▶ Data in this exercise:
····················
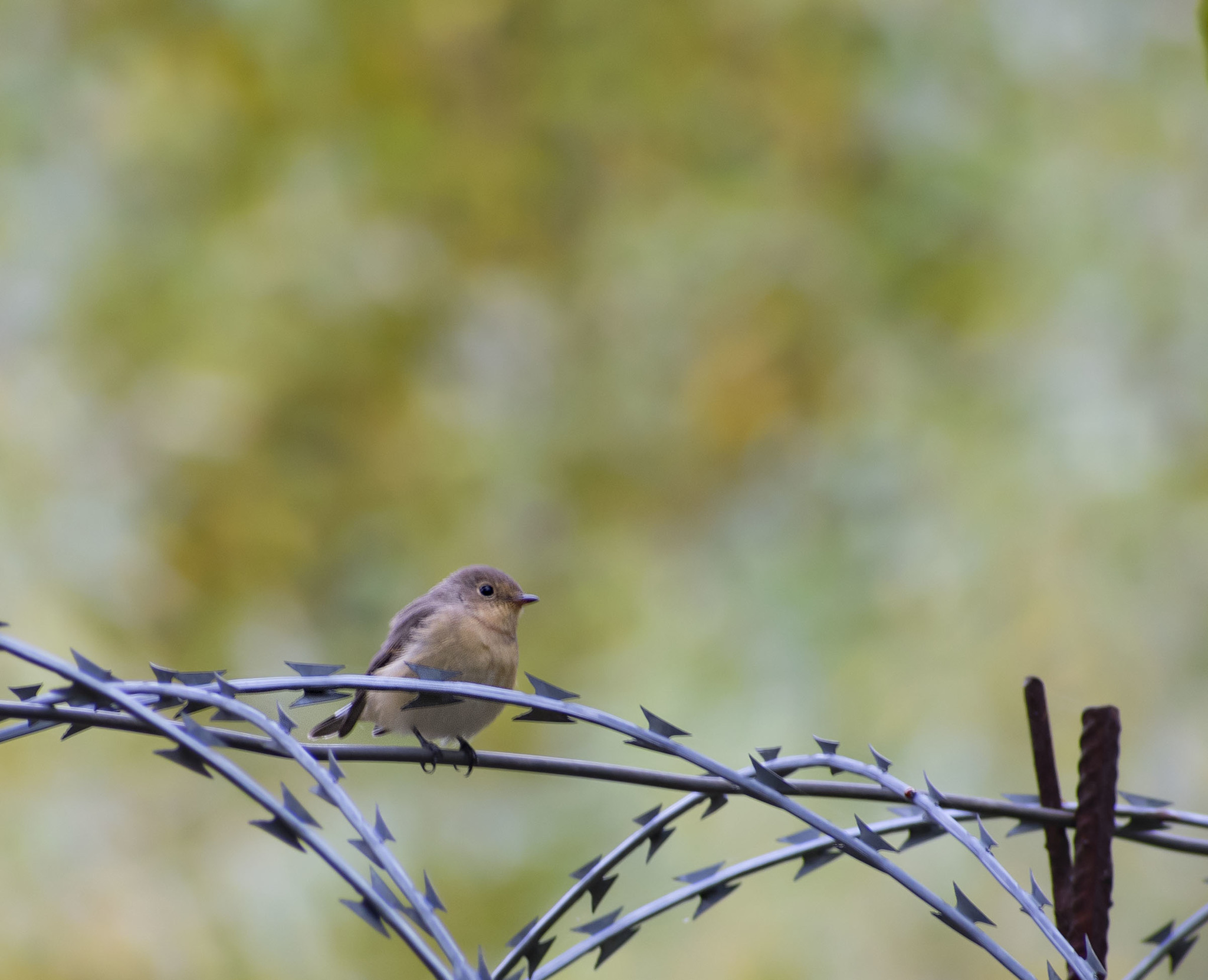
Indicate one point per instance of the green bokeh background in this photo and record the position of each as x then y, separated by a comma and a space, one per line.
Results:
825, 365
····················
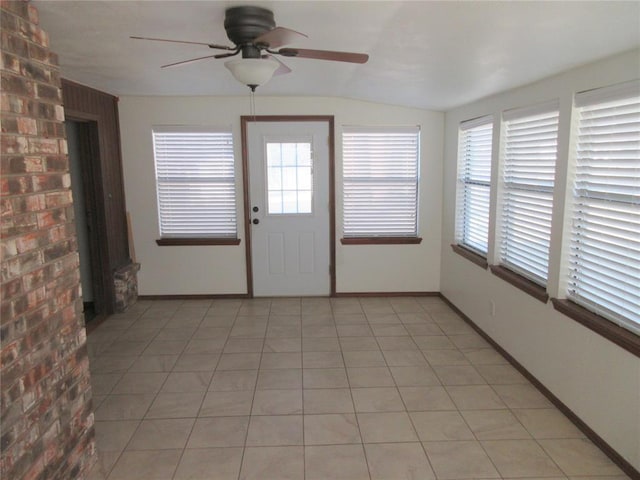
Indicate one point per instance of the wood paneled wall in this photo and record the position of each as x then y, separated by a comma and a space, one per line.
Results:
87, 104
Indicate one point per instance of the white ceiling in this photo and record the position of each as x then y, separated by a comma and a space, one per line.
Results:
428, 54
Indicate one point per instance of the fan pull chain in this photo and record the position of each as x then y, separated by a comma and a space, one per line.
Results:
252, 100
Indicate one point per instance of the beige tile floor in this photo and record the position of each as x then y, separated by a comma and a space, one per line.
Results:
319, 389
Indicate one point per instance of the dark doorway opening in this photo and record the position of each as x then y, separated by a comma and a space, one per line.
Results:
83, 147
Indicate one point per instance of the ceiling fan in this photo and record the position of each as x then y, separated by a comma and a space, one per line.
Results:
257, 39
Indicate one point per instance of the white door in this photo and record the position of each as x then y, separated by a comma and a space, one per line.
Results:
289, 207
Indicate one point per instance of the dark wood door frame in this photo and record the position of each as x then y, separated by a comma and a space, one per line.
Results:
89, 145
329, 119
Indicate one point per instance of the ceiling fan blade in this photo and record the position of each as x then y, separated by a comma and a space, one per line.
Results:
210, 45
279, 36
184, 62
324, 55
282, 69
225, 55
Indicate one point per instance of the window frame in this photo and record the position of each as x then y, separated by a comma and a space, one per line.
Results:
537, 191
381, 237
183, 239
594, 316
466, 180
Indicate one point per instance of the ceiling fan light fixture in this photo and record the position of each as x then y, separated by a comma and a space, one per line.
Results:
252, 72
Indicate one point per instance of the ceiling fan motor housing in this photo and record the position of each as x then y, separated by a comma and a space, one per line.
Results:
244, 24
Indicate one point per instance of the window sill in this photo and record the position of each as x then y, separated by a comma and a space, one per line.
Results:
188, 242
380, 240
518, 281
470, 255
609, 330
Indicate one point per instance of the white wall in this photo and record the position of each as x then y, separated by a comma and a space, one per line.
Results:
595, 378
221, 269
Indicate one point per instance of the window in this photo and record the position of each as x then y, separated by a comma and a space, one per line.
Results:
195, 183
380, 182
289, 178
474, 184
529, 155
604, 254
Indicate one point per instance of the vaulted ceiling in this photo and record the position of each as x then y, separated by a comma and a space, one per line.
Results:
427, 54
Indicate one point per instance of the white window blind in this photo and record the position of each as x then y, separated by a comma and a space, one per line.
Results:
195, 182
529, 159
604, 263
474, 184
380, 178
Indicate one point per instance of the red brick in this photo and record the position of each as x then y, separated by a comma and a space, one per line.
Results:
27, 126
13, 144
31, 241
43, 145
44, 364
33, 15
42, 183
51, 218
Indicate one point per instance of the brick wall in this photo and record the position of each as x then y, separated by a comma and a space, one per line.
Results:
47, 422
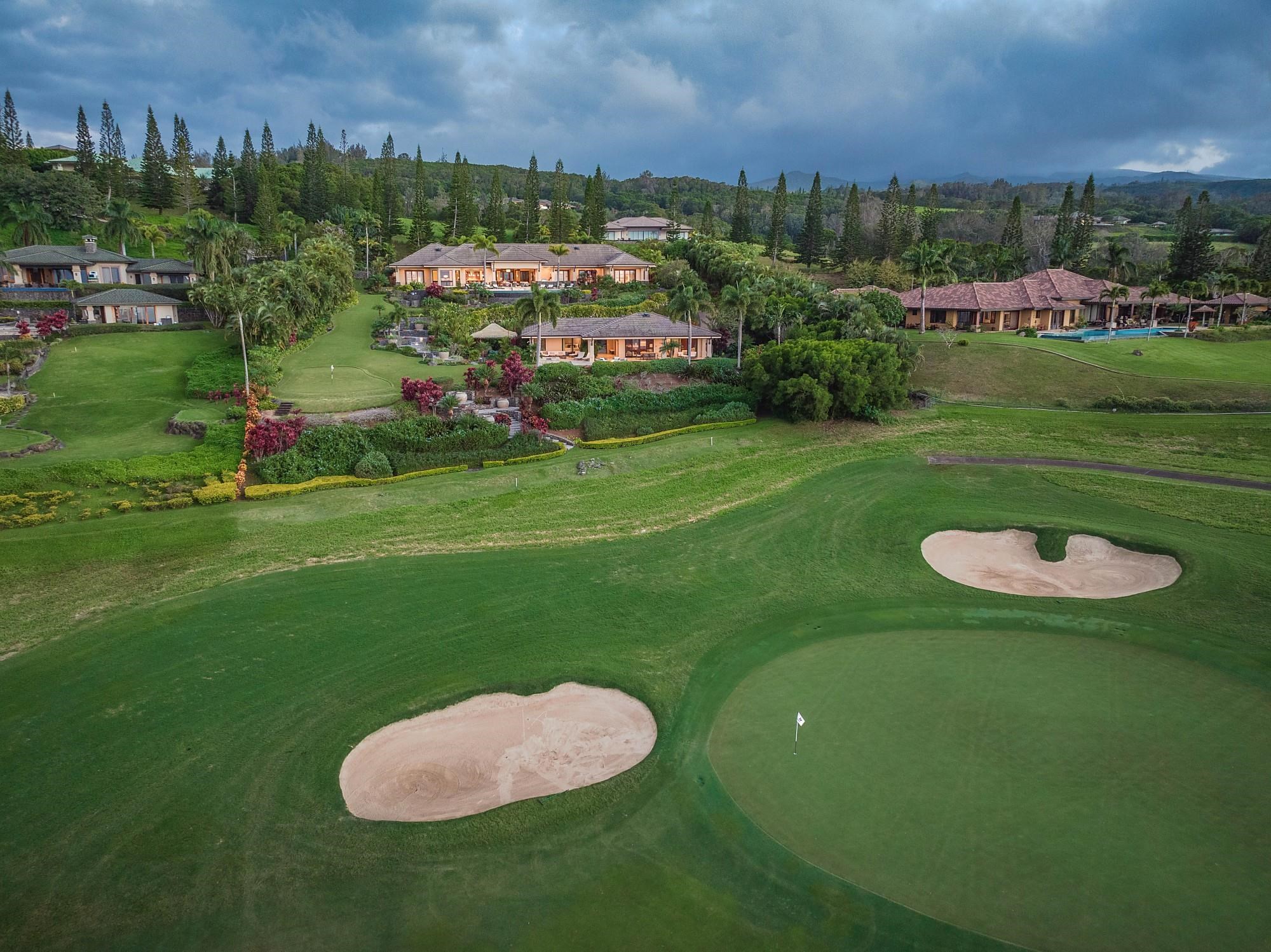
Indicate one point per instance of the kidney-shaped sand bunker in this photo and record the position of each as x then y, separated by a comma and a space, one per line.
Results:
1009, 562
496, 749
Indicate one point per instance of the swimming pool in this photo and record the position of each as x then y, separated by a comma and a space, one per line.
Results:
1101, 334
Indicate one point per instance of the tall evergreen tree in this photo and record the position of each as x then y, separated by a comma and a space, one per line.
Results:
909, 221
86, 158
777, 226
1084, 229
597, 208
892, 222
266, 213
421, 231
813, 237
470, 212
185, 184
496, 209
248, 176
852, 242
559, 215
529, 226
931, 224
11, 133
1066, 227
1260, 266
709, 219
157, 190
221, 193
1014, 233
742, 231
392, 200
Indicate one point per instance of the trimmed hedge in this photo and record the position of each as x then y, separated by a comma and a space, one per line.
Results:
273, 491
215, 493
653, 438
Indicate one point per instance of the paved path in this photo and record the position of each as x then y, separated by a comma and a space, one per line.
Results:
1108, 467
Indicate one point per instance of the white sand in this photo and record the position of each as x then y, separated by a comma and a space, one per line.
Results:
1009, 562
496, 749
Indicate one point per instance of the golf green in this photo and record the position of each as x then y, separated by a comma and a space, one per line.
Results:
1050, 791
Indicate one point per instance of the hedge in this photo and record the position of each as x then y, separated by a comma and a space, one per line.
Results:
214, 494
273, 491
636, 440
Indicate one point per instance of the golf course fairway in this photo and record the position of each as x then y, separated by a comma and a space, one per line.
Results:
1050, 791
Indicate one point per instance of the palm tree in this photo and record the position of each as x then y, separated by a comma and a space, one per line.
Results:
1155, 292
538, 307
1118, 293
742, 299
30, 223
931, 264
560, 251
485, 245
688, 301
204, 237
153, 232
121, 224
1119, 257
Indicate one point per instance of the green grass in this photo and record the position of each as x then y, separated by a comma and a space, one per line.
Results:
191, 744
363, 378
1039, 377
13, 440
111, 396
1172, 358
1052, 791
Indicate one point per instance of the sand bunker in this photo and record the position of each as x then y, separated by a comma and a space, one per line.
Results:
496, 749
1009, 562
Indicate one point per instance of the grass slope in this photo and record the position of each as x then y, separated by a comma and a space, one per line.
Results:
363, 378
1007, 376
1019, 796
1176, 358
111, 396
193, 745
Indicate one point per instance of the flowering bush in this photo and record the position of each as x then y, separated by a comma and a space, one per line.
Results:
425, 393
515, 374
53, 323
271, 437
····················
▶ Instructions to follow: Which lines hold the string "dark"? Copy all of them from the data above.

▶ Answer box:
Indicate one point per instance of the dark doorway opening in this photo and record the position of each as x then y, separated by a comma and a space, one per line.
Indicate one point per instance of the dark wood door frame in this photo and record the position of each as x then y, separated by a comma and a space, one per line.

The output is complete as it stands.